Passage given:
━━━━━━━━━━━━━━━━━━━━━━━━━━━━━━

# Model Evaluation and Comparison

This notebook evaluates multiple trained models and compares them against a baseline.


In [20]:
from evaluate import evaluate
import pandas as pd

%load_ext autoreload
%autoreload 2

The autoreload extension is already loaded. To reload it, use:
  %reload_ext autoreload


## Configuration

Set up the models you want to evaluate.

In [21]:
# Configuration
DATA_PATH = "data/"
ASSETS_PATH = "assets/"

# List of model names to evaluate (these should exist in assets/ directory)
# first one will be the baseline
MODEL_NAMES = [
    "logistic_regression_baseline",
]

## Run Evaluation


In [22]:
# Run evaluation
results_df = evaluate(DATA_PATH, MODEL_NAMES)

EVALUATION SETUP
✗ GPU not available, using CPU
✓ Device: cpu
Loaded label mapping from assets/label_mapping.csv
Created training dataloader with 2416 samples
Created validation dataloader with 658 samples
Created test dataloader with 345 samples
Loading test data...

━━━━━━━━━━━━━━━━━━━━━━━━━━━━━━

Entries:
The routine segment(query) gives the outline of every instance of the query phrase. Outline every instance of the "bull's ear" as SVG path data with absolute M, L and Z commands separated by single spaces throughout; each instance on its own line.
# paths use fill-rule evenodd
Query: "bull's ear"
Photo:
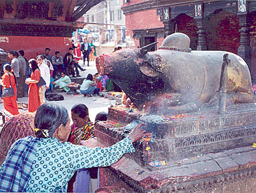
M 140 70 L 145 75 L 151 77 L 158 77 L 160 74 L 159 71 L 148 62 L 144 62 L 140 65 Z
M 158 41 L 156 41 L 152 43 L 152 44 L 142 47 L 140 49 L 140 52 L 142 55 L 146 54 L 157 43 L 158 43 Z

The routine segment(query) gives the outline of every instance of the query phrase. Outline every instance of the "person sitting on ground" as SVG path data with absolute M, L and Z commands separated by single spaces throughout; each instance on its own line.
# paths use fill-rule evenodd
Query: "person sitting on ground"
M 82 81 L 80 86 L 80 92 L 84 96 L 91 97 L 95 89 L 95 82 L 93 82 L 93 77 L 92 74 L 88 74 L 87 78 Z
M 52 82 L 55 85 L 55 87 L 59 86 L 62 92 L 69 92 L 69 88 L 67 87 L 67 85 L 71 84 L 70 78 L 67 75 L 66 71 L 63 71 L 61 73 L 61 78 L 56 81 Z
M 132 143 L 152 134 L 141 129 L 141 124 L 108 147 L 73 145 L 66 142 L 70 133 L 67 109 L 49 103 L 38 108 L 34 122 L 36 137 L 16 141 L 0 167 L 0 192 L 65 192 L 76 171 L 110 166 L 135 152 Z
M 0 144 L 5 144 L 0 146 L 0 157 L 5 159 L 9 150 L 16 141 L 29 135 L 35 137 L 34 118 L 34 113 L 23 112 L 12 116 L 5 123 L 0 134 Z
M 78 135 L 77 137 L 77 142 L 80 142 L 80 145 L 87 146 L 89 139 L 94 137 L 94 124 L 90 122 L 89 118 L 88 109 L 83 104 L 75 105 L 71 109 L 72 120 L 74 124 L 76 124 L 76 131 L 73 133 Z M 95 123 L 99 121 L 107 120 L 107 113 L 101 112 L 97 114 L 95 118 Z M 72 126 L 71 126 L 72 127 Z M 72 131 L 74 131 L 72 130 Z M 71 131 L 72 133 L 72 131 Z M 96 138 L 94 138 L 96 139 Z M 80 142 L 81 141 L 81 142 Z M 95 190 L 93 190 L 92 179 L 97 179 L 98 168 L 92 168 L 88 169 L 80 169 L 77 171 L 76 177 L 76 184 L 74 192 L 93 192 Z M 73 177 L 73 181 L 74 177 Z M 71 181 L 70 181 L 71 183 Z M 70 184 L 69 182 L 69 184 Z M 71 185 L 71 184 L 70 184 Z M 91 186 L 90 186 L 91 185 Z M 98 184 L 99 185 L 99 184 Z M 96 187 L 95 187 L 96 188 Z
M 70 69 L 70 66 L 72 69 L 71 74 L 73 77 L 76 77 L 74 75 L 74 68 L 76 69 L 76 77 L 81 77 L 81 75 L 79 74 L 78 69 L 80 69 L 81 71 L 85 71 L 86 69 L 84 69 L 81 67 L 78 64 L 78 61 L 76 60 L 74 58 L 74 49 L 71 47 L 69 48 L 69 52 L 67 52 L 65 56 L 64 56 L 63 62 L 65 66 L 66 66 L 67 67 L 69 67 Z M 70 55 L 71 56 L 70 56 Z
M 99 92 L 102 91 L 102 83 L 100 82 L 100 77 L 97 77 L 96 79 L 96 83 L 97 86 L 96 89 L 94 90 L 93 94 L 99 95 Z
M 46 91 L 53 92 L 53 85 L 52 85 L 52 82 L 54 81 L 54 79 L 52 77 L 54 68 L 53 68 L 53 66 L 52 66 L 50 60 L 47 60 L 47 65 L 50 69 L 50 83 L 49 89 L 48 90 L 47 90 Z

━━━━━━━━━━━━━━━━━━━━━━━━━━━━━━

Problems to solve:
a - According to the model evaluation notebook, how many samples does the validation dataloader hold?
b - Write the next part of the model evaluation notebook, picking up right after its last line.
The rows have nothing to do with the model evaluation notebook.

Final results:
a - 658 samples.

b -
Loaded 345 test samples

Evaluating model: logistic_regression_baseline
  Top-1 Accuracy: 84.64%
  Top-3 Accuracy: 96.81%
  Loss: 0.5254


## Pretty Print Results with Baseline Comparison

In [24]:
def pretty_print_results(results_df, decimal_places=3):
    """
    Pretty print evaluation results with baseline comparison.
    
    Args:
        results_df: DataFrame with evaluation results
        decimal_places: Number of decimal places for rounding
    """
    # Find baseline row
    baseline_metrics = results_df.iloc[0]

    baseline_name = baseline_metrics['model_name']
    
    # Get numeric columns (excluding model_name)
    numeric_cols = [col for col in results_df.columns if col != 'model_name']
    
    print("=" * 100)
    print("EVALUATION RESULTS WITH BASELINE COMPARISON")
    print("=" * 100)
    print(f"\nBaseline Model: {baseline_name}")
    print("-" * 100)
    
    # Display each model's results
    for idx, row in results_df.iterrows():
        model_name = row['model_name']
        is_baseline = model_name == baseline_name
        
        print(f"\n{'> BASELINE <' if is_baseline else 'Model'}: {model_name}")
        print("-" * 100)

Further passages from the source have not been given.